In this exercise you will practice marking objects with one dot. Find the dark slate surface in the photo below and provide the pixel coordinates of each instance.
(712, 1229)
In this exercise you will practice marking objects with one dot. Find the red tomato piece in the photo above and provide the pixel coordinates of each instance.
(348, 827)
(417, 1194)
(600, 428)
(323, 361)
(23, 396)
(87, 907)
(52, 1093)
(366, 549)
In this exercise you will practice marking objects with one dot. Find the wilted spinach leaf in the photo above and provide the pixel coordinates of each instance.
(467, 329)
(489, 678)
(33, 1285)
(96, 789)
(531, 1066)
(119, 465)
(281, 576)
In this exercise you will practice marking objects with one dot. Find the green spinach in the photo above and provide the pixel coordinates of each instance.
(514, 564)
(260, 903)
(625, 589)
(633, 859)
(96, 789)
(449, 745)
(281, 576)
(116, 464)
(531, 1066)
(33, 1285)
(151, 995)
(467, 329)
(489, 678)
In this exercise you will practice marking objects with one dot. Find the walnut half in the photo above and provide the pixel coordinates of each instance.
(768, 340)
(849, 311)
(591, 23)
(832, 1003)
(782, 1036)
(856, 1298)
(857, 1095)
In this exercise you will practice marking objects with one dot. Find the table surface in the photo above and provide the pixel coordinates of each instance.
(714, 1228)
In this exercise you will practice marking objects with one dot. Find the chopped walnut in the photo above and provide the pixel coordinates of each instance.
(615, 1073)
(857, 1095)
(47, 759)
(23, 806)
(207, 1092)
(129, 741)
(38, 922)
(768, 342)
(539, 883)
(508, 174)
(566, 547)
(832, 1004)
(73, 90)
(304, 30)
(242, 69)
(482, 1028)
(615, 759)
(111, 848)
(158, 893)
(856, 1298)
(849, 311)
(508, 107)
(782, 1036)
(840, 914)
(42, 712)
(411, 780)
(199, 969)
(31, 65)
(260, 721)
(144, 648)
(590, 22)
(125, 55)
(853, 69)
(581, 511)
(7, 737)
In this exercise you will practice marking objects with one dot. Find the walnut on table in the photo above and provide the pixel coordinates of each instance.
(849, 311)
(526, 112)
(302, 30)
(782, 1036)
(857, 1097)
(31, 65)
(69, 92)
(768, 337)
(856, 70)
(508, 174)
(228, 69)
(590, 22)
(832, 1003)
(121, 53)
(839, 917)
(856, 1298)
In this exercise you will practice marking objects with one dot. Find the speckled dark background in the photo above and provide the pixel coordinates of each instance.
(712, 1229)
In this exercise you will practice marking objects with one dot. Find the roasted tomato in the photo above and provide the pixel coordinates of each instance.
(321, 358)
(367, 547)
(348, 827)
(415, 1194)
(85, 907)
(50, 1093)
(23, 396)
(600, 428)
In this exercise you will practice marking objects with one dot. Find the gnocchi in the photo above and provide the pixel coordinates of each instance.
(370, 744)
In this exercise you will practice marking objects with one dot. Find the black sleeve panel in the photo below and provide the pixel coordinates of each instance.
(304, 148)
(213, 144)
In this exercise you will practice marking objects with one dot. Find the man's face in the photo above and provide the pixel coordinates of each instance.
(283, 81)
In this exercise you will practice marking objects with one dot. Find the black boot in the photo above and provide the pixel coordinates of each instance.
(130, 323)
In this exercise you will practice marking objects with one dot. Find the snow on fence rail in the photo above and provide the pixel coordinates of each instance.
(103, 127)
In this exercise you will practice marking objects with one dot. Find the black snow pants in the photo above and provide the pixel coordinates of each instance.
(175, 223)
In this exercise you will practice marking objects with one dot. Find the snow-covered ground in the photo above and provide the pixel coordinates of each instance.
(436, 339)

Task: Starting from the line holding "the snow on", restate the remaining lines of the data word for word, including the last.

Answer section:
In this exercise you will practice marking objects with one dot. Find the snow on fence rail in the photo above and provide the pixel coordinates of each instance.
(103, 127)
In this exercise you will practice marking objects with one dot. Find the black snow pants in the photo above and provide the pixel coordinates of each instance.
(175, 223)
In this exercise you will practice marking objects with one dot. Find the snow-covered ground in the photo above and provide the pixel coordinates of each instance.
(436, 339)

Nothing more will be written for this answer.